# Wohnsitz Bayern, Prüfung Schleswig-Holstein



## michel66 (1. Oktober 2008)

Hallo,
einer meiner Arbeitskollegen erzählte mir heute folgendes, was ich gar nicht glauben wollte:

Dieser gesagte Arbeitskollege wohnt in Bayern (1. Wohnsitz), arbeitet als Monteur einige Monate im Jahr in Schleswig-Holstein.
Sinnvollerweise wollte er seine Freizeit hier in S.-Holstein sinnvoll nutzen und machte hier seinen Jahresfischereischein mit Prüfung.

Nun war er wieder in seiner Heimat Bayern und wollte dort den Fischereischein umschreiben lassen, damit er z.B.: im Main angeln kann, der praktisch vor seiner Haustür fließt.

Nun kommt das Problem ... Bayern erkennt den Jahrefischereischein Schleswig-Holsteins aber nicht an, und überträgt diesen also nicht. Folglich müßte er in Bayern nochmal den Kurs inkl. Prüfung ablegen. #d

So hat man ihm das erklärt.

■ **AUFGABEN**:
a – In welchem Bundesland hat der Arbeitskollege laut dem Forenbeitrag zum Fischereischein seine Prüfung gemacht?
b – Gib aus dem Forenbeitrag zum Fischereischein Wort für Wort die Stelle wieder, die mit "Nun war er wieder" anfängt und bis einschließlich "seiner Haustür fließt." reicht.
c – Führe den Forenbeitrag zum Fischereischein im Anschluss an seinen letzten Satz weiter.

■ **DATENTEIL**:
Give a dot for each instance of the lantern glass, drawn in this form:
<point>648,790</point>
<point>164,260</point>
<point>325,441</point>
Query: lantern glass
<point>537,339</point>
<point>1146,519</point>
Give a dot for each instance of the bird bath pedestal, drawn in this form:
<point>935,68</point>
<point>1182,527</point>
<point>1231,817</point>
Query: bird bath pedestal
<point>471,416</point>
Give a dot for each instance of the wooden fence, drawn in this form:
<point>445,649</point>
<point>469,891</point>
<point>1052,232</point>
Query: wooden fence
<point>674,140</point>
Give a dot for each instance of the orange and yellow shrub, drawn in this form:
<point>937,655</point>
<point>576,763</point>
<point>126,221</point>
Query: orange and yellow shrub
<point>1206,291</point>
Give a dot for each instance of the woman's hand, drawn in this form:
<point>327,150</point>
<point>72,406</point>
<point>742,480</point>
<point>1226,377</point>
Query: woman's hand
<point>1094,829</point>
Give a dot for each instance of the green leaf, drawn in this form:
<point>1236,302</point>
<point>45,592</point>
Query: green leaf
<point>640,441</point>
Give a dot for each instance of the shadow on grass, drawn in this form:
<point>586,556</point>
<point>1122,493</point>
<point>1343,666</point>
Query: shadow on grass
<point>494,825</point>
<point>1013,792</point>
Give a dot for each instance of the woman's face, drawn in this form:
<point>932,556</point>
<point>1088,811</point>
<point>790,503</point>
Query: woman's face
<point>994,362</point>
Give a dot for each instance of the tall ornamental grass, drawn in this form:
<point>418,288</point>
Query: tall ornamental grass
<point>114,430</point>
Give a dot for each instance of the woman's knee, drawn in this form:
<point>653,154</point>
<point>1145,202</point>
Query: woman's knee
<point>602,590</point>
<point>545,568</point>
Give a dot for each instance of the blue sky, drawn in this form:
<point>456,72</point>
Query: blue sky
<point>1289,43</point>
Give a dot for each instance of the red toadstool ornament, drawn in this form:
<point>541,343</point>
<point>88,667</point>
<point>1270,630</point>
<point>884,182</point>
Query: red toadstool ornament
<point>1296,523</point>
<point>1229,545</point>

■ **ANTWORTEN**:
a – In Schleswig-Holstein.

b –
Nun war er wieder in seiner Heimat Bayern und wollte dort den Fischereischein umschreiben lassen, damit er z.B.: im Main angeln kann, der praktisch vor seiner Haustür fließt.

c –
Meine Frage an Euch ... stimmt das alles so, was die bay. Ämter da erzählen und gibt es tatsächlich keine Möglichkeit der Umschreibung/Anerkennung oder so???? Sind die Länder tatsächlich so bekloppt untereinander????? |kopfkrat

Ich freue mich von Euch zu hören.

Gruß Michael


----------



## Toni_1962 (1. Oktober 2008)

*AW: Wohnsitz Bayern, Prüfung Schleswig-Holstein*

Das ist so korrekt!

Wenn zur Zeit der Fischereiprüfung der erste Wohnsitz bzw. der gewöhnliche Aufenthalt in Bayern ist, muss die Prüfung, um in Bayern anerkannt zu werden, in Bayern abgelegt werden.
Also: Die Prüfung, die trotzdem in einem anderen Bundesland abgelegt wurde, wird dann in Bayern nicht anerkannt und damit ist die Umschreibung eines Fischereischeines eines anderen Bundeslandes dann generell nicht möglich.


----------



## michel66 (1. Oktober 2008)

*AW: Wohnsitz Bayern, Prüfung Schleswig-Holstein*

@ Toni_1962: vielen Dank für die schnelle Info

... unvorstellbar, das wäre ja so, als würde man den KFZ-Führerschein in den anderen Bundesländern nicht anerkennen.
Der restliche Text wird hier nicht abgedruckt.